■ **PROBLEMS TO WORK ON**
• A. In the excerpt on cardiovascular disease, what proportion of people with high blood pressure are being treated in line with clinical guidance?
• B. Quote the passage of the excerpt on cardiovascular disease that begins at the words "While COVID-19 continues" and stops after "and welfare system.".
• C. Continue the excerpt on cardiovascular disease from the point where it stops.

■ **EXCERPTED TEXT**

• • •

Many years in the making, the first CVDPREVENT audit report, published recently, gives a detailed snapshot of how those with cardiovascular diseases (CVD) are identified, diagnosed, and managed across England. In his latest blog, Hanover Health’s Mark MacDonald asks – what does this data tell us about the impact CVD is having on our collective health, how much are health inequalities a factor, and where are the opportunities for the system to collectively do better to prevent disease, disability, and death?

While COVID-19 continues to dominate the news and policy agenda, we recently saw an important milestone in our understanding of a more long-standing health challenge of our time: cardiovascular disease (CVD). As part of efforts set out in NHS England’s Long Term Plan to prevent 150,000 deaths over the next decade from the likes of heart attacks and strokes, the first CVDPREVENT audit has been published. Its findings around the scale of the challenge, as well as the opportunities for improvement it identifies, are stark.

It’s important to remind ourselves why taking action on CVD matters. CVD contributes to disability, death and hardship on a huge scale. Stroke alone is the single biggest cause of adult disability in the UK and not only devastates the lives of those affected but is associated with enormous cost to the health, social care and welfare system.

Thousands of cases of stroke, diabetes, heart failure and kidney disease could and should be prevented every year yet currently are not. As the audit reveals, too many people with high risk conditions such as atrial fibrillation – a type of irregular heartbeat associated with the most serious strokes and heart attacks – are either not being diagnosed or being poorly managed. Only two thirds of those with high blood pressure are being treated in line with clinical guidance, and how people are monitored and treated varies depending on sex, age and ethnicity. And when it comes to dealing with cholesterol, black people are the least likely to have been prescribed medication, despite what is known about the link between high cholesterol and heart attacks, for example.

It’s also clear that the range of conditions which fall under the CVD banner should not be viewed in isolation because chances are that if someone has one high risk condition for CVD, they will also be living with multiple other long-term conditions.

• • •

Extracted data entries
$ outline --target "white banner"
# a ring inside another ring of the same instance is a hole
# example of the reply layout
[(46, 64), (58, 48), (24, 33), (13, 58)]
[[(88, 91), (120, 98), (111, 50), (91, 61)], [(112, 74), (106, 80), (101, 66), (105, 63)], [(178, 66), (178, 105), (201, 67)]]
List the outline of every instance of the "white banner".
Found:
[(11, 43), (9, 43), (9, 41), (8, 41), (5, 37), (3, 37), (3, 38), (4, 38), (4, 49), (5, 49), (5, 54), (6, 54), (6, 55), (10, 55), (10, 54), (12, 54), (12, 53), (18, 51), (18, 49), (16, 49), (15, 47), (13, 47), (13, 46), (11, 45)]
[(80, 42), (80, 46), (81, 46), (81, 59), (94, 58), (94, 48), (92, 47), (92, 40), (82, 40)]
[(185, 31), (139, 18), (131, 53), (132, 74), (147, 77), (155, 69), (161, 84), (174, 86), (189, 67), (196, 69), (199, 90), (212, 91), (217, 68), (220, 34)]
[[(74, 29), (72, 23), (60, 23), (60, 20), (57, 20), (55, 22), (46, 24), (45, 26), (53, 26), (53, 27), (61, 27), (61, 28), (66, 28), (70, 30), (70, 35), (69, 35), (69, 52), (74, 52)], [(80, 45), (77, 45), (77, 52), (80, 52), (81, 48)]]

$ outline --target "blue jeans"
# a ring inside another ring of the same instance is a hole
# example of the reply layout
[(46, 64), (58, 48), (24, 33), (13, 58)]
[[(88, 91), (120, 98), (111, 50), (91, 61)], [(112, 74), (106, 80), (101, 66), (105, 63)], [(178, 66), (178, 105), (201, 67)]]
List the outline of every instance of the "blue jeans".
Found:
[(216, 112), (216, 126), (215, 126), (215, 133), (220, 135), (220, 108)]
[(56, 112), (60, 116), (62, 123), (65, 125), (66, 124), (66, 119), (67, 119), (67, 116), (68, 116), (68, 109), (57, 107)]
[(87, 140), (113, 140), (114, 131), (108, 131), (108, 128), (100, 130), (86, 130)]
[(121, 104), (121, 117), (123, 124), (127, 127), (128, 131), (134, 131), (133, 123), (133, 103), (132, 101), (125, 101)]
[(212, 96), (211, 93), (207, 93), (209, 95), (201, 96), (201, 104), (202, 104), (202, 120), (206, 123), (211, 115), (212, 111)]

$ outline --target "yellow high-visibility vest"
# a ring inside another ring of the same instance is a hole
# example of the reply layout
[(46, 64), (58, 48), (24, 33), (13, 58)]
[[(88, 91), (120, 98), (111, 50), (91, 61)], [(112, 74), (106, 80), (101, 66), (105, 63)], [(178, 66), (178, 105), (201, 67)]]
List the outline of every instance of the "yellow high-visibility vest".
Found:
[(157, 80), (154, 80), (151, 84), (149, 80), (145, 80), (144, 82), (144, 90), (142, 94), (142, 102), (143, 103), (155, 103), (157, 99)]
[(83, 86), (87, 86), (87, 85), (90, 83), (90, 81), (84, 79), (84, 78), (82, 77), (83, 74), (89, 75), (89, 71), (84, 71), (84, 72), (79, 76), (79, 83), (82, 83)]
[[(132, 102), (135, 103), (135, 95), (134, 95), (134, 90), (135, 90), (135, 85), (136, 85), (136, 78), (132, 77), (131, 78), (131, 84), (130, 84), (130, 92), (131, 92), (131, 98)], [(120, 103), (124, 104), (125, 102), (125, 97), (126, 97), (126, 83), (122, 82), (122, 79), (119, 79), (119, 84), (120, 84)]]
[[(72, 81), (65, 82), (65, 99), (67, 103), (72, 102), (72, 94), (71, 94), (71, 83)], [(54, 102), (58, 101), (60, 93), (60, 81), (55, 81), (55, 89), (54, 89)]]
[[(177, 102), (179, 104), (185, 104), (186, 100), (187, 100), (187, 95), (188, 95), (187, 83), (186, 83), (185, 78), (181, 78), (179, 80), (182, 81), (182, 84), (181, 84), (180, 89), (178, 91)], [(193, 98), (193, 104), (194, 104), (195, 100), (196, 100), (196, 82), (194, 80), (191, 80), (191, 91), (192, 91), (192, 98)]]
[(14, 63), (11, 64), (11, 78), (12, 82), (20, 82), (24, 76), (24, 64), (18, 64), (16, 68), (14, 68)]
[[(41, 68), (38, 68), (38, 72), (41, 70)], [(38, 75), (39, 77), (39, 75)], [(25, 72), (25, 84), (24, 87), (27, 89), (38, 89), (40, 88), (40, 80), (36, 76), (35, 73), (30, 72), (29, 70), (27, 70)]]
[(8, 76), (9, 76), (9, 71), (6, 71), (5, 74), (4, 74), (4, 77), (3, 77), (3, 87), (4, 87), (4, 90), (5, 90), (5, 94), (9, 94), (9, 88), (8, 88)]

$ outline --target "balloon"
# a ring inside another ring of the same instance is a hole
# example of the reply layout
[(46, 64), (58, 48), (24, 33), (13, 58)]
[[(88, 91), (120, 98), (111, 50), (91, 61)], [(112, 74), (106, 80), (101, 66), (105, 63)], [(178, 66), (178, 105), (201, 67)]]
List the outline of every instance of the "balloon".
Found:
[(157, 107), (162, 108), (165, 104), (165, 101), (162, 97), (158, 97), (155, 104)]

• • •

■ **ANSWERS TO THE EXERCISES**
• A. Only two thirds.

• B.
While COVID-19 continues to dominate the news and policy agenda, we recently saw an important milestone in our understanding of a more long-standing health challenge of our time: cardiovascular disease (CVD). As part of efforts set out in NHS England’s Long Term Plan to prevent 150,000 deaths over the next decade from the likes of heart attacks and strokes, the first CVDPREVENT audit has been published. Its findings around the scale of the challenge, as well as the opportunities for improvement it identifies, are stark.

It’s important to remind ourselves why taking action on CVD matters. CVD contributes to disability, death and hardship on a huge scale. Stroke alone is the single biggest cause of adult disability in the UK and not only devastates the lives of those affected but is associated with enormous cost to the health, social care and welfare system.

• C.
COVID-19 has shone a spotlight on how the burden of ill health is spread far from equally. This report – bringing together patient data from before the pandemic – reminds us yet again that we cannot make serious progress against the big killer diseases without recognising the role inequalities play in access to treatment and outcomes and CVD and its associated risk factors is no different.

But as the report makes clear, there are opportunities to change things, not least because CVD and its associated high risk conditions can be – in many cases – very effectively diagnosed and managed. Such are the numbers of people affected by CVD – 6.5 million have diagnosed hypertension in England alone – that even incremental improvements can make a world of difference. And just imagine the impact if we could find, diagnose and effectively manage the five million or so with undiagnosed hypertension, or the 85% of those who don’t know they have familial hypercholesterolaemia, a type of high cholesterol.

Encouragingly, the audit comes with new resources for local health systems to support their own quality improvement programmes, and there are real opportunities for ICSs, CCGs and others to work collaboratively – including with charities and industry – to make these a success and to share what works with others. Great work is already happening but it needs to be scaled up urgently.

This first CVDPREVENT audit is a significant milestone in supporting national and local systems assess and prioritise their work around these killer diseases. And while the data cover only England, decision-makers elsewhere in the UK should consider how doing something similar in their areas could help them too address one of the biggest health challenges of our time.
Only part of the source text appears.